[WRITTEN TASK]:
Translate this sentence from the college English advice below into Spanish: "Taking advantage of these programs can make an enormous difference in a student's performance."

[PROVIDED PASSAGE]:

How to Do Well in College Level English Courses

Robyn Hyde
Many of my students are literally shaking on their first day of college English. They're terrified and afraid that they will make fools of themselves and hurt their GPAs by not getting a good grade. Fortunately, there are many things they can do to ensure that they will do well in their first college English class. Though none of these techniques guarantees an A, they will certainly make the student do better than he or she would have done without them.

1. Ask for a rubric. When the professor makes an assignment, ask if he or she has a rubric they can give you. A rubric is a detailed description of how the paper will be graded, and will often indicate what percentage of a paper's grade is based on grammar, what percentage is based on logic, what percentage on research, etc. If the teacher gives you a rubric, pay close attention to it because it will tell you what the professor values and how he or she will be grading you.

2. Know specifically what it takes to get an A. My brother-in-law and his classmates once struggled through an entire semester of being unable to get As on any of their English papers. During the last week of the semester one of the students finally asked the professor, "What does it take to get an A on a paper?" The professor immediately replied, "An A paper is ten pages or longer." As unreasonable as this rule is, if one of the students had simply asked what it took to get an A earlier in the course, they could all have been getting As.

3. Attend the writing center. Most universities have free writing centers at which students can get feedback on all aspects of their papers, from their ideas to their research to their grammar. Taking advantage of these programs can make an enormous difference in a student's performance. In the first class I taught, I had a student whose writing was so bad that I feared he wouldn't even pass the course. He made a standing weekly appointment with the writing center and by the end of the class, he had the second-highest grade in the course.

[RAW DATA]:
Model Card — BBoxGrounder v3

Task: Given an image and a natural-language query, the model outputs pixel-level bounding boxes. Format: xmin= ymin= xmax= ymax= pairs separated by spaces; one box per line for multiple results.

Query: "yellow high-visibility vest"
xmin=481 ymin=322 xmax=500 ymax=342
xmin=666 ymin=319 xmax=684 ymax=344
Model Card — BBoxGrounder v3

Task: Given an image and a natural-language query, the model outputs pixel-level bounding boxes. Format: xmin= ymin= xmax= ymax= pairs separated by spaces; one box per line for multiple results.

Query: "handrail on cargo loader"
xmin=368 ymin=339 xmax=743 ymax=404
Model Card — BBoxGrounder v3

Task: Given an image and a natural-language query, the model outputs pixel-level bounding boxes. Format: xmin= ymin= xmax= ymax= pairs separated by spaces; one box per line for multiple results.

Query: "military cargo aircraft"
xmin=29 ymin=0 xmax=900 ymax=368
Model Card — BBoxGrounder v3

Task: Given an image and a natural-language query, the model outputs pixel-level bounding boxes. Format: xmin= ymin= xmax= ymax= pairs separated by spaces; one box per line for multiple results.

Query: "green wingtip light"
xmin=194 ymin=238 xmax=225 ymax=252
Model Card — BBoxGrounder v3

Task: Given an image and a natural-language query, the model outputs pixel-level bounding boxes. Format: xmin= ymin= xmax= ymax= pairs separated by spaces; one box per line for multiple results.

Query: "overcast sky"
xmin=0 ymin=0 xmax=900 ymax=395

--

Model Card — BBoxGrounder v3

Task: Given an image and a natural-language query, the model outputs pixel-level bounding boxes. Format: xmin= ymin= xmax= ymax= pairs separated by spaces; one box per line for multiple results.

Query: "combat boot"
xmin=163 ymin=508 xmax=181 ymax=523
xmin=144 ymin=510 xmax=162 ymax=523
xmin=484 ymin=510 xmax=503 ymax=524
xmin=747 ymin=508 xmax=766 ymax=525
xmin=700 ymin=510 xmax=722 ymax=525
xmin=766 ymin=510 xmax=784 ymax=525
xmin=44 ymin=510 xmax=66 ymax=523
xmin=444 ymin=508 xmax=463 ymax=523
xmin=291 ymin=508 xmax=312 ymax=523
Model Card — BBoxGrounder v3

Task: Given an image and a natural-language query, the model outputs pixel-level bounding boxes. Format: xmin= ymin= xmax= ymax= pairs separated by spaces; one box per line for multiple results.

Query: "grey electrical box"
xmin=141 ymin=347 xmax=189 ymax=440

[TASK RESPONSE]:
Aprovechar estos programas puede marcar una enorme diferencia en el rendimiento de un estudiante.